**EXERCISE TASK:** Can you edit the part of these lines that opens with the line containing "the white car" and closes with the line containing "x=300 y=205" so that "metal fence" becomes "wire fence" everywhere, with all else unchanged? Give back only those lines, and leave the pictures out.

**RECORDS FOR PROCESSING:**
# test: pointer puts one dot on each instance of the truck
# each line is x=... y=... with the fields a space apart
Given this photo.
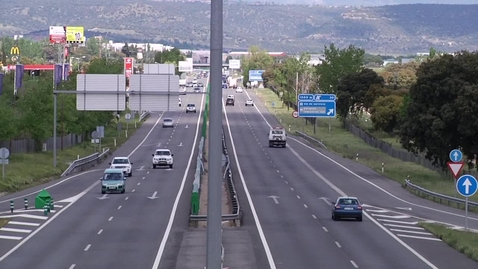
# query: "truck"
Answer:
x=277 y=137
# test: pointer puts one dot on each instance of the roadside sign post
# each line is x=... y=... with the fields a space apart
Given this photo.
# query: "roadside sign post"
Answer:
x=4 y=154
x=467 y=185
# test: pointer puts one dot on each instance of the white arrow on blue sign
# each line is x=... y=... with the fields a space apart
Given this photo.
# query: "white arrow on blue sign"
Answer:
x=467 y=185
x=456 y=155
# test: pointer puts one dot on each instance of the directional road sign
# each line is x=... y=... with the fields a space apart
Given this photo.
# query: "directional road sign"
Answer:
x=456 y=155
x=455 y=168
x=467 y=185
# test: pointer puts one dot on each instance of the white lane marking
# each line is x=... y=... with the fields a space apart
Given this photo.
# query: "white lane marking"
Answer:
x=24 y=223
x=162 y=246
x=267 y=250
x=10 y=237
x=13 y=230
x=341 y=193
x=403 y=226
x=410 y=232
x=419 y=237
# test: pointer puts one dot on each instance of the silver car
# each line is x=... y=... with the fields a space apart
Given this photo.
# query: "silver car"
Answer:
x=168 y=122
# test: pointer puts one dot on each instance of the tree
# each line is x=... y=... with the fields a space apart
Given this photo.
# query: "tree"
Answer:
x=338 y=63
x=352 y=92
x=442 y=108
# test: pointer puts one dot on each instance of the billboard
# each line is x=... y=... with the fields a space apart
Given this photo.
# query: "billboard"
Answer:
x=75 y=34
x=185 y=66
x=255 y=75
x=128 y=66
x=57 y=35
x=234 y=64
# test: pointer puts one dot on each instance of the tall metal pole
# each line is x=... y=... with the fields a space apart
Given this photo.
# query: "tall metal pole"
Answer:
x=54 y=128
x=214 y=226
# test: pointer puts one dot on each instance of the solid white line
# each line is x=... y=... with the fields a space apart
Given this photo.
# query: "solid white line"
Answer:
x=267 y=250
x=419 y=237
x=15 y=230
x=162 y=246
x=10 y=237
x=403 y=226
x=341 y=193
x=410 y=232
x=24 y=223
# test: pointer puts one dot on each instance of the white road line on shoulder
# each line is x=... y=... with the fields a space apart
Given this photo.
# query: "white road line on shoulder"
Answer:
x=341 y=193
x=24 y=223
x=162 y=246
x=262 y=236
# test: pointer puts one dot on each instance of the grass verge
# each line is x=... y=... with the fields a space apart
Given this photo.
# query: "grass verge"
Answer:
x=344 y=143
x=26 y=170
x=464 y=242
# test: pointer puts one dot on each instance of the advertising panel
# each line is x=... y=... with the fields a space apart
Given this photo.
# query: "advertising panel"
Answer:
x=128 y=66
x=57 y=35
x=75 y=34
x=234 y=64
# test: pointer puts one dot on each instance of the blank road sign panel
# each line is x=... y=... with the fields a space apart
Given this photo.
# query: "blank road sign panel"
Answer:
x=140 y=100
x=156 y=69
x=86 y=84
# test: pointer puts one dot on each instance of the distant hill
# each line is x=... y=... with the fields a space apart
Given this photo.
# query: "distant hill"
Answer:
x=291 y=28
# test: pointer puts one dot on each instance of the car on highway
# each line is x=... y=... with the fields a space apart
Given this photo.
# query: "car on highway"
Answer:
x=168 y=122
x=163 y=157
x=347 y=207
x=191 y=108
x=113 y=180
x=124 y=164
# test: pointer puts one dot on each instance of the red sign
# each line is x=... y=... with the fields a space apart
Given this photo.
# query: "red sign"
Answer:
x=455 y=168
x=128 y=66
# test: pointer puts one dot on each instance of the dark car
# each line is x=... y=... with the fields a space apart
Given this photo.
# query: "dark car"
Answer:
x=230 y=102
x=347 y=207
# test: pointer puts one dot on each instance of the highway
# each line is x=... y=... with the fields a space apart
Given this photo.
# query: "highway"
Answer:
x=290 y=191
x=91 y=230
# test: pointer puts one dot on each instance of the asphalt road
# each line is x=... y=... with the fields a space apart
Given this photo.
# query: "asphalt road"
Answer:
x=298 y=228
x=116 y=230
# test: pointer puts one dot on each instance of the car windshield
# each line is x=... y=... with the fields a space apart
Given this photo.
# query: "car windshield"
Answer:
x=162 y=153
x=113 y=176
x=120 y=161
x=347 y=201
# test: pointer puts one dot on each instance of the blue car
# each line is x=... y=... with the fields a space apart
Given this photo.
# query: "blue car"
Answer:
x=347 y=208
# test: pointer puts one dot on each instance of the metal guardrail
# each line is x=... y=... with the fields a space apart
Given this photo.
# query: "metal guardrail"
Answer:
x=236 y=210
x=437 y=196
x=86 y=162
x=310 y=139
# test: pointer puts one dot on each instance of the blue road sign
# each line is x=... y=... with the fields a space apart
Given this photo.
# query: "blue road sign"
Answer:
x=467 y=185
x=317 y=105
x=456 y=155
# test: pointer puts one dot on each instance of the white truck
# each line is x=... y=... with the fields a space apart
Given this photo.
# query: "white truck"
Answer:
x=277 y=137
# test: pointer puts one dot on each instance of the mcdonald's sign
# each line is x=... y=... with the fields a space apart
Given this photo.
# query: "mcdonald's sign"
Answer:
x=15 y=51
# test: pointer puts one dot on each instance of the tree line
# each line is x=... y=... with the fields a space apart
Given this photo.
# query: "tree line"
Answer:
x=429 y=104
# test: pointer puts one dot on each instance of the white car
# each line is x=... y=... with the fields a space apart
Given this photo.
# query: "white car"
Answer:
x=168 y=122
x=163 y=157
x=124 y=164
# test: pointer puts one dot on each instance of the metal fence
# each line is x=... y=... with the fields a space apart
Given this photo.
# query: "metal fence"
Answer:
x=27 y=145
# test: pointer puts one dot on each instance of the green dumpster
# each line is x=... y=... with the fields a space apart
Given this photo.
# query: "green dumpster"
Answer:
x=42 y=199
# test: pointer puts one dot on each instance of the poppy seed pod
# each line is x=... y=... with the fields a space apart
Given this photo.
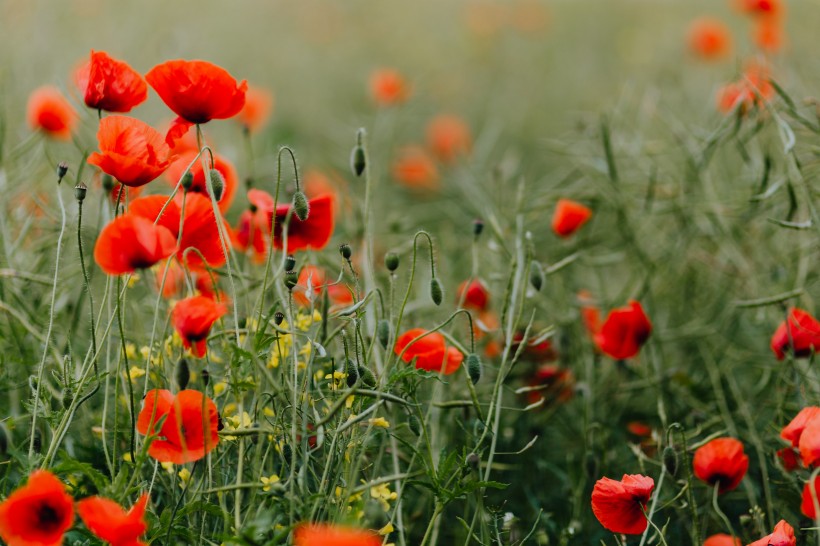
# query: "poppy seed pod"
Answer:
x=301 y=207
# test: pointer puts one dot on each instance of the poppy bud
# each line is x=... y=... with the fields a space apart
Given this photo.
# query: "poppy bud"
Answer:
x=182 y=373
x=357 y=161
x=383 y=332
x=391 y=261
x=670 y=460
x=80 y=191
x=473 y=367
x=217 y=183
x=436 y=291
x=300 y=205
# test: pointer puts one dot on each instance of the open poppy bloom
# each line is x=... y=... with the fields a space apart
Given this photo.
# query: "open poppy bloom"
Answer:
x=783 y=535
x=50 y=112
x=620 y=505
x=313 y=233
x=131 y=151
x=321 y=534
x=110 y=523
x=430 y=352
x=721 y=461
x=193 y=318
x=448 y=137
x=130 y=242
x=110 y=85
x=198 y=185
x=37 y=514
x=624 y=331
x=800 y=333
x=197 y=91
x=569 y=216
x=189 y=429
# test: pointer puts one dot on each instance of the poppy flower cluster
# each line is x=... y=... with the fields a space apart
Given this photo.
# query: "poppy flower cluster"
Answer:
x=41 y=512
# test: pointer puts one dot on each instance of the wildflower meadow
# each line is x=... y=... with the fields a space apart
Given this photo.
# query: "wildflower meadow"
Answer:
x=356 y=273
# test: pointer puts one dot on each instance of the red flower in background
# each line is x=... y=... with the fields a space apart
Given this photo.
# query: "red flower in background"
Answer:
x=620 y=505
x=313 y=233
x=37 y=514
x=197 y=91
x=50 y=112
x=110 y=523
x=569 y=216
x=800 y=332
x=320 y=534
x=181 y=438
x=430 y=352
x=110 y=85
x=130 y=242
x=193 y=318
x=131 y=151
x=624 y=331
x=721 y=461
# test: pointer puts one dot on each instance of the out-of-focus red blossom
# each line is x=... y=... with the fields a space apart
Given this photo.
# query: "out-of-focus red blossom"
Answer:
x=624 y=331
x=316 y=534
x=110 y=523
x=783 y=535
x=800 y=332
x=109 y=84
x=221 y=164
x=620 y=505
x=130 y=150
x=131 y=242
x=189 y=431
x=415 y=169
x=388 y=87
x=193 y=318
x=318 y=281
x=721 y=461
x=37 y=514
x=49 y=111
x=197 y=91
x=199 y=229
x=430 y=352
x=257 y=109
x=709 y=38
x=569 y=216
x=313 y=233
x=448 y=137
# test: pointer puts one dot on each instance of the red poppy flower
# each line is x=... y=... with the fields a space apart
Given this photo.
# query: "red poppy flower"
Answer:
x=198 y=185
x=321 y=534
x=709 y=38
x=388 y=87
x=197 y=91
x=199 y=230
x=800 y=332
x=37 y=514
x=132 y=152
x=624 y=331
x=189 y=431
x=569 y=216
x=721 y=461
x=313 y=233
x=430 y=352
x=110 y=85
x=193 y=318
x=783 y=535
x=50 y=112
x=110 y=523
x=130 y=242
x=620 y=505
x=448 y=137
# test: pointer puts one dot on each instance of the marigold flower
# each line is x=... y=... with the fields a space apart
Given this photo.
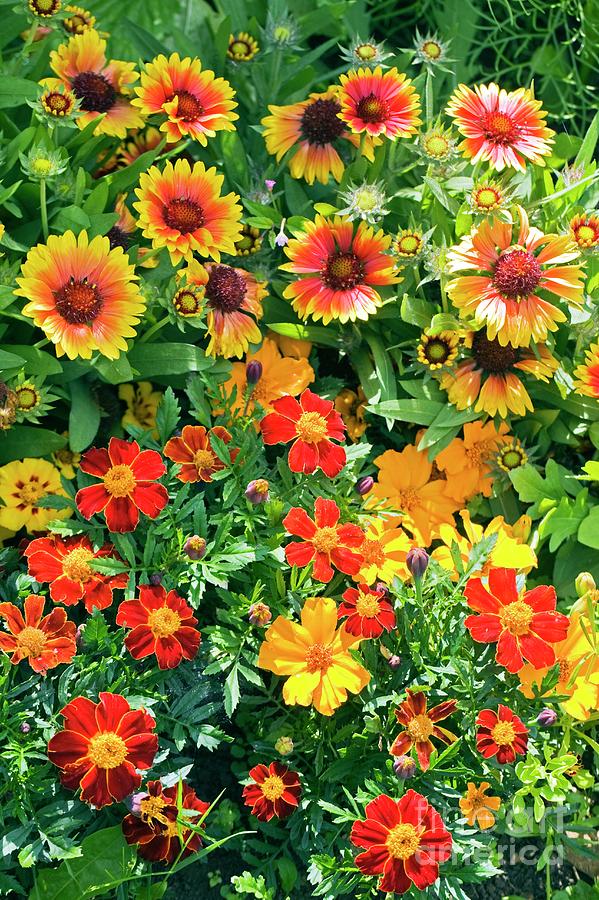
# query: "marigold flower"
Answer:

**ANSWER IN FULL:**
# test: pointer puts one dot on each instance of the white car
# each line is x=... y=... with the fields a space apart
Given this photo.
# query: "white car"
Answer:
x=168 y=122
x=163 y=157
x=124 y=164
# test: pointer puts one dot on each instance of the wire fence
# each line is x=... y=... with the fields a space apart
Given this photo.
# query: "wire fence"
Answer:
x=27 y=145
# test: pointer puts one dot on each instance of the green dumpster
# each line is x=... y=... with the fields a space apart
Given this photo.
# query: "green dumpster"
Answer:
x=42 y=199
# test: pointer puts one dot on each instance of the poppy seed pod
# each line is x=... y=... with the fields a space apart
Given this photo.
# query: "poppy seed pod"
Answer:
x=301 y=207
# test: pointer puts one dot on each instance of the poppy bud
# each line is x=... y=... with the fields a space apart
Given this photo.
# query: "poppy bud"
Answer:
x=182 y=373
x=357 y=161
x=383 y=332
x=391 y=261
x=670 y=460
x=80 y=191
x=473 y=367
x=217 y=183
x=436 y=291
x=300 y=205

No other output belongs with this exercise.